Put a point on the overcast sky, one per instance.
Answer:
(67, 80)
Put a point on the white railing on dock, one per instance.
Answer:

+-------+

INSTRUCTIONS TO FOLLOW
The reply should be nothing but the number of lines in the listing above that include "point".

EXERCISE ANSWER
2